# [Probleemstelling]
Verzamel alsjeblieft alle regels uit de records hieronder waarin het woord "metal" voorkomt, en neem ze ongewijzigd over.

# [Gegeven records]
+++++
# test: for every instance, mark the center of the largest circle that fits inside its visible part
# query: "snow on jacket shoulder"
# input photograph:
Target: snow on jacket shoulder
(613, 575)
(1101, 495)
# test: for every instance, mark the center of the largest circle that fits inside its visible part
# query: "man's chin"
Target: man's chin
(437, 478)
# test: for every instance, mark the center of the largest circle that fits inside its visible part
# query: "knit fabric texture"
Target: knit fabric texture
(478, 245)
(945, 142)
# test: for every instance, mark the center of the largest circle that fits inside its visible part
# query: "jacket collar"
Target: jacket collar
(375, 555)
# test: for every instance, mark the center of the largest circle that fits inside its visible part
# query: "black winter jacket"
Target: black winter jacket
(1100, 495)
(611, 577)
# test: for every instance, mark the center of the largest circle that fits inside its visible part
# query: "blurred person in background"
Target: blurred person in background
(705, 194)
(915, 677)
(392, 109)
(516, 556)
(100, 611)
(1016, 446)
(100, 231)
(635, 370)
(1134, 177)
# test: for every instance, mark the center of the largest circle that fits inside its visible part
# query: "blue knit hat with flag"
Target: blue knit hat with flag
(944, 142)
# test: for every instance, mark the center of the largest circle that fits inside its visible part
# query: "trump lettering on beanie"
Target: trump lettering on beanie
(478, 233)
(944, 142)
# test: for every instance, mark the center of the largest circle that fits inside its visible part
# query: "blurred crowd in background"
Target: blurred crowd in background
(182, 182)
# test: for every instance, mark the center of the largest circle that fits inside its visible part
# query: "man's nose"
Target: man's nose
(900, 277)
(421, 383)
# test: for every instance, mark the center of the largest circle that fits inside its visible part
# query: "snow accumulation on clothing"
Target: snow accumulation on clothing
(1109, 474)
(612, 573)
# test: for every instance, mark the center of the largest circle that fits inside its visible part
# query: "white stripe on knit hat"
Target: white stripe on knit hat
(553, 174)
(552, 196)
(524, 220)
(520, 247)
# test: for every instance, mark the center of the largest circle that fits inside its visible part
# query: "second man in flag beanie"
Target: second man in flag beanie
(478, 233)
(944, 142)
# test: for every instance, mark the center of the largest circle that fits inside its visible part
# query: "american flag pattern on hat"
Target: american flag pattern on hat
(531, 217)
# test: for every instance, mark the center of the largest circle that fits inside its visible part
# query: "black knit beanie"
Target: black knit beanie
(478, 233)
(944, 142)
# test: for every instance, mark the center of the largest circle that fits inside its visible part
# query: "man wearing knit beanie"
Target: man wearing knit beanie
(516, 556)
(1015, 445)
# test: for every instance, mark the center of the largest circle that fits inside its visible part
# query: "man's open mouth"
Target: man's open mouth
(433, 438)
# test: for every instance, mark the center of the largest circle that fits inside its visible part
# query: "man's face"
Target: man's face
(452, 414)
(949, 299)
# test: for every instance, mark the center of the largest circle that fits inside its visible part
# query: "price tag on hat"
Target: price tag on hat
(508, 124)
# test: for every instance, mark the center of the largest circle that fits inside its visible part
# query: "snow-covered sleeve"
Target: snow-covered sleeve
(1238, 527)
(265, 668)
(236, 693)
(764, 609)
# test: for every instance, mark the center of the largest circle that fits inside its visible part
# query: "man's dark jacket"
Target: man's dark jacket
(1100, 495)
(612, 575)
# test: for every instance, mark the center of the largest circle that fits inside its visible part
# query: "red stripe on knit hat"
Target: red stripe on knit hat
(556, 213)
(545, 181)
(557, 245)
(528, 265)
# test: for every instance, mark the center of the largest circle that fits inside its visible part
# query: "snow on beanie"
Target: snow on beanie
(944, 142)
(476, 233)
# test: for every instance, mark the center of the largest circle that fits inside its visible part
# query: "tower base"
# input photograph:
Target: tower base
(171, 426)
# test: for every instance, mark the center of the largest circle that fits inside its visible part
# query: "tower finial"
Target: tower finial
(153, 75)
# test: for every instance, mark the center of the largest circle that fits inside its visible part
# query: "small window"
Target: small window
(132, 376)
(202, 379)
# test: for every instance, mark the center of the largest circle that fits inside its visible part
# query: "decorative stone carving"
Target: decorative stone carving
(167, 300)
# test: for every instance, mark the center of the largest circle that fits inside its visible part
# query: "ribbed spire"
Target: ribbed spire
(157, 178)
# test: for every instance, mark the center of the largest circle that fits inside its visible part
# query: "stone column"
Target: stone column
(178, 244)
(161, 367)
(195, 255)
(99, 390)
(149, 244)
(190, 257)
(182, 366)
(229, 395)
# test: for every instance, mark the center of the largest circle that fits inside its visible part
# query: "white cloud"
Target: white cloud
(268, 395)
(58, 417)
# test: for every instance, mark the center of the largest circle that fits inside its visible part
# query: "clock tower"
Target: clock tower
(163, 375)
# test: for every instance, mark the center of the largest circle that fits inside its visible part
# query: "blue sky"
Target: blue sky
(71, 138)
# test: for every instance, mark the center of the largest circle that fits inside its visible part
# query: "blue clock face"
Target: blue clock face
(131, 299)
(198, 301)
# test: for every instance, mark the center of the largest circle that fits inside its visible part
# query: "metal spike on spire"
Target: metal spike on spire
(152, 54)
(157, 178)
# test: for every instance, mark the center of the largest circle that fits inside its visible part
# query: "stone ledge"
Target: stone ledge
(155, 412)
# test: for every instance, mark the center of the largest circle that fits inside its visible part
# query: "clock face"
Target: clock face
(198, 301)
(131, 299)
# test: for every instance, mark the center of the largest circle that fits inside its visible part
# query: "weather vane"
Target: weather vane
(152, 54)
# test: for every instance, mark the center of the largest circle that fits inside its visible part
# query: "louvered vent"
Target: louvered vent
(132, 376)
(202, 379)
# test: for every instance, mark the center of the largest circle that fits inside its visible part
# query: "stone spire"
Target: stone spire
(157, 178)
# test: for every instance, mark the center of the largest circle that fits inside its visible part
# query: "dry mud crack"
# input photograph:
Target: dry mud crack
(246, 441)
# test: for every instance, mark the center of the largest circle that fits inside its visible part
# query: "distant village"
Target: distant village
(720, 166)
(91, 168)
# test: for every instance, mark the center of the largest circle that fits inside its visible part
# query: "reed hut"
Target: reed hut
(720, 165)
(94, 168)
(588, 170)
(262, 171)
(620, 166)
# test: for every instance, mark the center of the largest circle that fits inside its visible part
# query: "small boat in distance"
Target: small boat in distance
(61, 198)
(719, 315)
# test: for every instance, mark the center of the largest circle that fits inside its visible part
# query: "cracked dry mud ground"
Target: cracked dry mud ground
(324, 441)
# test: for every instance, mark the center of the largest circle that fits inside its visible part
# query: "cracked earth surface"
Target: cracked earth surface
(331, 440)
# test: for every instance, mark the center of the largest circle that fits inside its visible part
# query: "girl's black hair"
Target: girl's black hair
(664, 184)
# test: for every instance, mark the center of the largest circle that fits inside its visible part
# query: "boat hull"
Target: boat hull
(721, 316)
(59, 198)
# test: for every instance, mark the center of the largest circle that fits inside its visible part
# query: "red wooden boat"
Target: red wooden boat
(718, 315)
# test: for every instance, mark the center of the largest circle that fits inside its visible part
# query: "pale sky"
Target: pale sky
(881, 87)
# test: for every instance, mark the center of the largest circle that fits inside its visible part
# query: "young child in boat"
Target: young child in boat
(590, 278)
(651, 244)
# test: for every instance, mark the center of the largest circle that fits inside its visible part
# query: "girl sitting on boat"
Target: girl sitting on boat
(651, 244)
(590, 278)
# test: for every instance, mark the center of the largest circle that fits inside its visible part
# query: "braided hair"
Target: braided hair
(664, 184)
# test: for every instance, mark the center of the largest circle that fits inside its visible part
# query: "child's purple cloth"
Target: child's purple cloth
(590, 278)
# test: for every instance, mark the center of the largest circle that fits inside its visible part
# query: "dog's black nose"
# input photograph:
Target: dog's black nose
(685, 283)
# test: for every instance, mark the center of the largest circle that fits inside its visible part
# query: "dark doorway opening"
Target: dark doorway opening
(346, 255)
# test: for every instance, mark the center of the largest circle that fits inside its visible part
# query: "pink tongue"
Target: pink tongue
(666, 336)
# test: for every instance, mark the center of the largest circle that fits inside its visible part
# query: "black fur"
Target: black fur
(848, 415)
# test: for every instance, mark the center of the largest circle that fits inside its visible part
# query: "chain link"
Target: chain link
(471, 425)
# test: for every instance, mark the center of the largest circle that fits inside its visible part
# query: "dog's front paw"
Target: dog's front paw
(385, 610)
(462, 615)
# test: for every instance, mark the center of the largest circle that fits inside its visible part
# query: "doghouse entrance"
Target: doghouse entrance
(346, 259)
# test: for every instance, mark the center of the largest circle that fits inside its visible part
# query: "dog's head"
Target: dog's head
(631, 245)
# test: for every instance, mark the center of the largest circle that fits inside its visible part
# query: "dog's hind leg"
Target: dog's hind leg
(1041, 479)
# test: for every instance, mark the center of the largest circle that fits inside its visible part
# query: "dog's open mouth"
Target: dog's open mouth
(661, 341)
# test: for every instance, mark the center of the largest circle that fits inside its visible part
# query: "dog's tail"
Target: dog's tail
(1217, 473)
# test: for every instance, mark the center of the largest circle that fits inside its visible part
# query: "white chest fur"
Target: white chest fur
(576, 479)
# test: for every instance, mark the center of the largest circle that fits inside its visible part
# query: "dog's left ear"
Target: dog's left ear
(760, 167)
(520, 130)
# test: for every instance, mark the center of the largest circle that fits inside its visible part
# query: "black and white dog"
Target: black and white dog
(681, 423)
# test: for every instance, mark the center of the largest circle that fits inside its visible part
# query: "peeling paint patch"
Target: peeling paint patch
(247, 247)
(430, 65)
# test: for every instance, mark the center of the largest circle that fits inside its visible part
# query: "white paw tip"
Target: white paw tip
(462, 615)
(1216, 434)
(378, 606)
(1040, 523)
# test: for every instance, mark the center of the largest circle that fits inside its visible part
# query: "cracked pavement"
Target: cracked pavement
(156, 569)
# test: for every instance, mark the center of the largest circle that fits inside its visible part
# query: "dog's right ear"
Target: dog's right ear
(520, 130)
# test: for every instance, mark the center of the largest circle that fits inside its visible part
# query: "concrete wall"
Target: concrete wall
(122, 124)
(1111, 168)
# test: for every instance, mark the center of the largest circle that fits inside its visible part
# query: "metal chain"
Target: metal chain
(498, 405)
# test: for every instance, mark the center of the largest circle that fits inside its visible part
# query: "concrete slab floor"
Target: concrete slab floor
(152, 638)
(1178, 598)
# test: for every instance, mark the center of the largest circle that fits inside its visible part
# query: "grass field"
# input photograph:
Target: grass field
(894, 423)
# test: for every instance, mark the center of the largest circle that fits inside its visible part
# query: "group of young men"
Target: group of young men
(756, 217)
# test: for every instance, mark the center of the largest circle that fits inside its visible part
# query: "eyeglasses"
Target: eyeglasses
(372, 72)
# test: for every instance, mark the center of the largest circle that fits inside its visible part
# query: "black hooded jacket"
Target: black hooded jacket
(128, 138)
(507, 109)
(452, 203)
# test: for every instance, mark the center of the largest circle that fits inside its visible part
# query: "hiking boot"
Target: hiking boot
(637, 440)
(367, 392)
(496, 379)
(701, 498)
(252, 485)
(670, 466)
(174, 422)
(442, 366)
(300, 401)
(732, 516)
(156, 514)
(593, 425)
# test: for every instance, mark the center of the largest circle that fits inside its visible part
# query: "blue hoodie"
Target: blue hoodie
+++++
# [Antwoord]
# query: "metal spike on spire"
Target: metal spike on spire
# query: "metal chain"
Target: metal chain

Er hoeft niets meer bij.